**Предложенный отрывок:**
* * * * * * * * *

В пекарне, в кухне, на складах работали мужчины-«бытовики», осужденные по другим статьям. Они фактически стали хозяевами женской зоны. От них зависели и вольнонаемные, жившие на скудном послевоенном пайке. «Вольные» пользовались возможностью разнообразить свой рацион — почти у каждого была семья, которую нужно было кормить.

Мысль о побеге не оставляла меня ни днем ни ночью. Вообще говоря, побег в этих краях был практически невозможен. От «материка» Норильск отделяли огромные безлюдные пространства тундры и тайги. Все способы сообщения — узкоколейка и водные пути — находились под неусыпным наблюдением. Жителей в тех краях мало, все друг друга знают, и каждый свежий человек заметен сразу. Я все это сознавала, но мысль неотступно работала в одном направлении: как это сделать?

* * * * * * * * *

**Исходные данные:**
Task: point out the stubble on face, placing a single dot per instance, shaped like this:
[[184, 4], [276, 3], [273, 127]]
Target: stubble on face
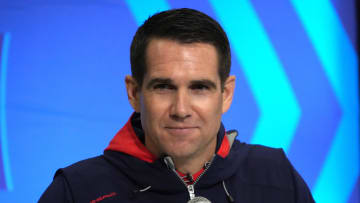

* * * * * * * * *

**Задание к выполнению:**
Продолжите отрывок о норильском лагере, начав сразу после его последнего предложения.

**Письменный ответ:**
Мне представлялось, что в любом вагоне товарняка можно спрятаться и уехать в Дудинку. А там... Не может же быть, чтобы вдоль Енисея не было никаких троп и дорог? Пойду по берегу Енисея, через некоторое время, когда прекратятся поиски, сяду на пароход или раздобуду лодку и уеду вверх по течению. Мне и в голову не приходило, что нужны деньги и какие-то припасы. Впрочем, о припасах думать было нечего. Я не попала в число девушек, которых заметили похотливые начальники и «придурки»-бытовики, и не была доносчицей (их устраивали на легкие работы).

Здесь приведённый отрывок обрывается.